## Alıntı

• gazeteci rachel gould'un yazdığı bir öykü. genç bir kızın ağzından anlatılan bu öykü, anlatıcının thucydides sayesinde ailesi ile ilgili acı bir gerçeğin nasıl farkına vardığı ile ilgilidir. yazım tekniği açısından biraz ilginç olmasına rağmen konusu fazlasıyla daraltıcıdır.
  • herodot arkasindan gelen bi tarihci. eserleri mevcuttur.
  • realismin en buyuk buyuk buyukbabasi olarak tanimlanabilcek dusunur*. realismin gucler dengesi ve guc boslugunu anlatmak icin,
    "strong do what they will, weak suffer what they must" demistir.
  • milattan önce 430lu (ortalama) yıllarda yaşamış olan yunan, aristokrat tarihçi. pelopones savaşlarını kaleme almış ve bu savaşın hem truva savaşından hem de pers savaşlarından önemli olduğunu vurgulamış. homeros ve herodotos için "eğlencesine tarih yazıyorlar" şeklinde atıfta bulunmuş ve tarihin rasyonel analizlerle (neden oldu? nasıl oldu? vb.) yazılması gerektiğini savunmuş. ayrıca atinadaki veba salgını sırasında ettiği "aynı insana iki kez saldırılmaz" (yani ikinci kez saldırdığın o aynı insan değildir) gibisinden bir lafı sebebiyle immünoloji tarihinde "immünolojik hafızayı ilk düşünen kişidir" şeklinde de adı geçer.

## Verilen kayıtlar
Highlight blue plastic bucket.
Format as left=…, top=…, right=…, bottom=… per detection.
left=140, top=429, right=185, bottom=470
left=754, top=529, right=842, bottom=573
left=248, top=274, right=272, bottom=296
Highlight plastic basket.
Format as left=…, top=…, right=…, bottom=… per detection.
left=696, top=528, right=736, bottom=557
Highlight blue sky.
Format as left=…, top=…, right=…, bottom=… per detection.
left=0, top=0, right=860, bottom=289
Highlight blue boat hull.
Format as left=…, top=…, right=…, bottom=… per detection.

## Görev yönergeleri
- a) Aşağıdaki üç ifadenin Thucydides hakkındaki metinle uyuşup uyuşmadığını belirtin: (i) Thucydides pelopones savaşlarını yazmıştır. (ii) Thucydides, Homeros ve Herodotos'un tarihi rasyonel analizle yazdığını söylemiştir. (iii) Rachel Gould bir gazetecidir. Her biri için evet ya da hayır deyin ve metinden belirleyici sözcükleri aynen alıntılayın.
- b) Thucydides hakkındaki metne göre Thucydides'in immünoloji tarihinde anılmasına Atina'daki veba salgını sırasında söylediği hangi söz yol açmıştır?
- c) Thucydides hakkındaki metni son cümlesinden sonra devam ettirin.

## Alıştırma yanıtları
- a)
(i) Evet: "pelopones savaşlarını kaleme almış"
(ii) Hayır: "eğlencesine tarih yazıyorlar"
(iii) Evet: "gazeteci rachel gould'un yazdığı bir öykü"

- b) "aynı insana iki kez saldırılmaz" sözü.

- c)
  • (bkz: realizm)
  • her ne kadar herodotos için pater historiae dense de, gerçek anlamda, bilimsel -döneme göre- tarihçiliğin babasıdır thukydides.

    peloponnesos savaşı 'nda tuttuğu taraf ile kendisinden sonra çoğu kesimin takdirini kazanmıştır. şu açıdan önemlidir bu; tarih yazıcılığında, ele alınan konular, anlatım biçimi, zihniyet dönemin resmini çekebilmemize yardımcı olabilir. misal vereyim; thukydides, eserinde söylevlere yer veren ilk tarihçidir.. dönemin rhetorica anlayışına bir göz atın şimdi..
  • thukydidesin adinin gercek yazilisidir, heyhat kimse oradaki ou diftongunu sallamaz, okundugu gibi yazar, benzer bir yaygin yazim icin (bkz: ouranos)**
  • tarihi şiirleştirmiş olmaktan dolayı homeros'u suçlayan tarihçi.
  • peloponnesos savaşını anlattığı çalışmasında; silahlanma yarışı, ittifak, caydırma, güç dengesi ve strateji gibi kavramları irdelemiştir.
  • nerdeyse bütün eski yunanca özel isimlerle beraber kendi ismi de tarafımızdan yanlış telaffuz edilen adam. "thukididis" okunur. öte yandan sophokles "sofoklis" diye, euripides "evripidis" diye, zeus "zevs" diye, athena "athina" diye, diye diye sikime kadar okunur.

    hep ingiliz - fransız - alman bok yemesi bunlar, bir de bizim eski alimlerin uluslararası normlara uymak için arada derde kalmalarından (tabii ki ve gene de azra erhat'ın hastasıyım allah inandırsın). allahtan vaktiyle atalar atina, peşte, bükreş v.s. demiş de bugün ethıns, budapest, bukırest filan demiyoruz.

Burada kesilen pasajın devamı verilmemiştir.